(Dataset excerpt)
----
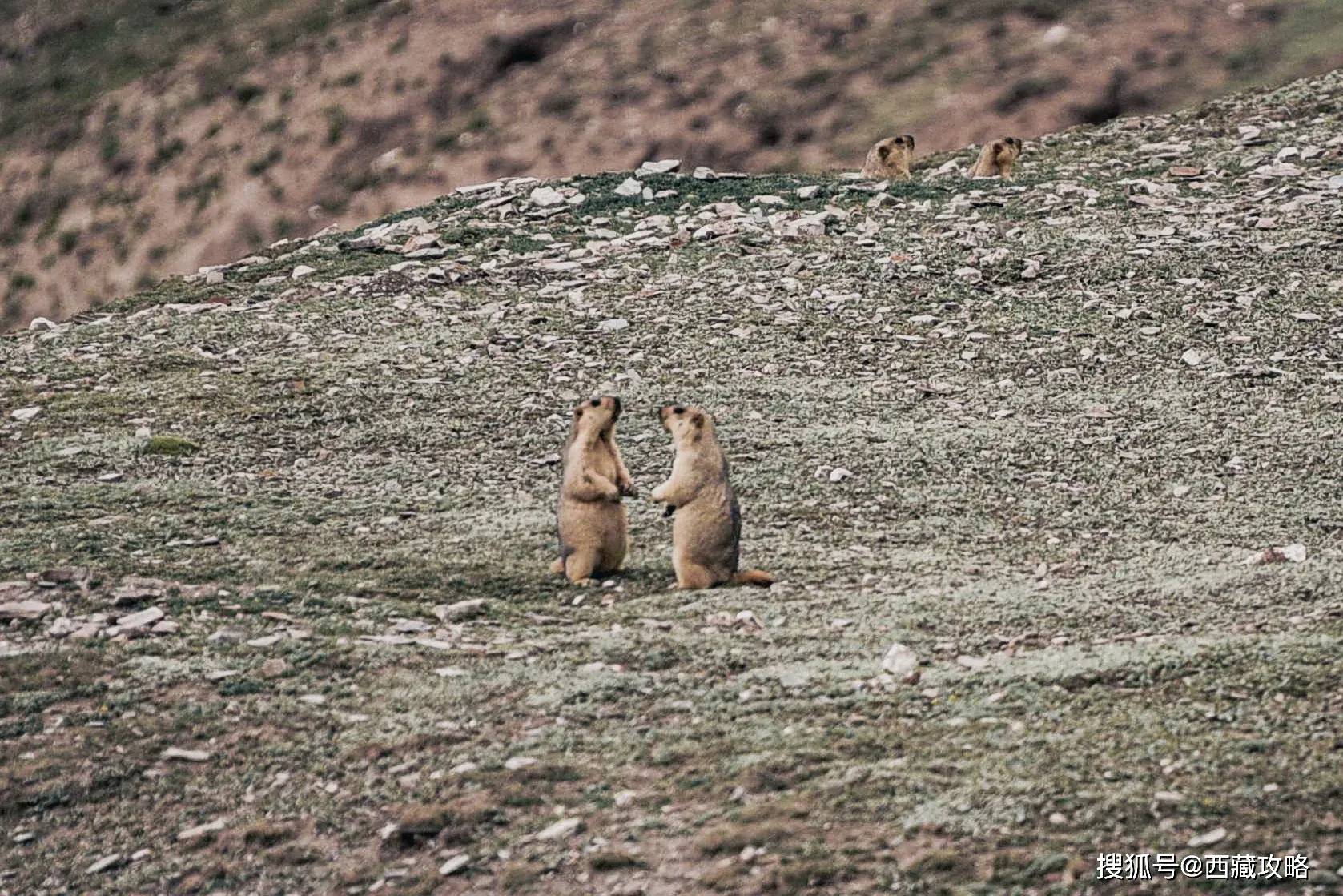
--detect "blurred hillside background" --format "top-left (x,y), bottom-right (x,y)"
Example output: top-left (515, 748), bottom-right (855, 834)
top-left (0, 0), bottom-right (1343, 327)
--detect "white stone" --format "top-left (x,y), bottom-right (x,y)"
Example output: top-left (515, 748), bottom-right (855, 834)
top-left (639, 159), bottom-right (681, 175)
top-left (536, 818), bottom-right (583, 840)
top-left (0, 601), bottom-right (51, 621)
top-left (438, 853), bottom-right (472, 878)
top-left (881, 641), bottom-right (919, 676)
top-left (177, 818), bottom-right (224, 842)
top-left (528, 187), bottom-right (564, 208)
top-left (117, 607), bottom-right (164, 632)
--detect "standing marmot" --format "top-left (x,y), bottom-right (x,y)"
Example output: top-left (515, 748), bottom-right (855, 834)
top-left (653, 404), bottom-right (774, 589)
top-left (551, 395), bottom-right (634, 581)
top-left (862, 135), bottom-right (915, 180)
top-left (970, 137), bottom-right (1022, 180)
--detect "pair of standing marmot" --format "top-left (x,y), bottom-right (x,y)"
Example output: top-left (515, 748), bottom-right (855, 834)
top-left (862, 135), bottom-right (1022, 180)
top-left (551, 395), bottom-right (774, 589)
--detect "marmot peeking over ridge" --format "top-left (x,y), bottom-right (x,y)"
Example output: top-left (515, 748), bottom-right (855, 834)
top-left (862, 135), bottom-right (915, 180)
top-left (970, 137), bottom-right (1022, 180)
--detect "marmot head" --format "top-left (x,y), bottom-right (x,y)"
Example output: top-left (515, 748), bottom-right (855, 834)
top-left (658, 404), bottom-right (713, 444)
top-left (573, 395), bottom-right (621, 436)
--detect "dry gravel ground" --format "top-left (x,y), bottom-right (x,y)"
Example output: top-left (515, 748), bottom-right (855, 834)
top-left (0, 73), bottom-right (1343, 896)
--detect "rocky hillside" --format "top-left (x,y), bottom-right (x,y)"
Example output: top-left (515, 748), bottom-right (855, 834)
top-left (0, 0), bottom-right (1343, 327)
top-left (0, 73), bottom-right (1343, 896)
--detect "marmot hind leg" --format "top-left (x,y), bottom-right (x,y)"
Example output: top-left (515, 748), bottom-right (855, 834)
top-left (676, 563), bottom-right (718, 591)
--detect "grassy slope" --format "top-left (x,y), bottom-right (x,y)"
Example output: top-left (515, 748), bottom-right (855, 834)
----
→ **Directive**: Pick out every line of the listing above that contains the string "hillside", matching case exactly, and copy each one.

→ **Final result**:
--detect "blurred hillside background" --format "top-left (x,y), bottom-right (x,y)"
--detect "rocky hillside" --format "top-left (x,y), bottom-right (x,y)"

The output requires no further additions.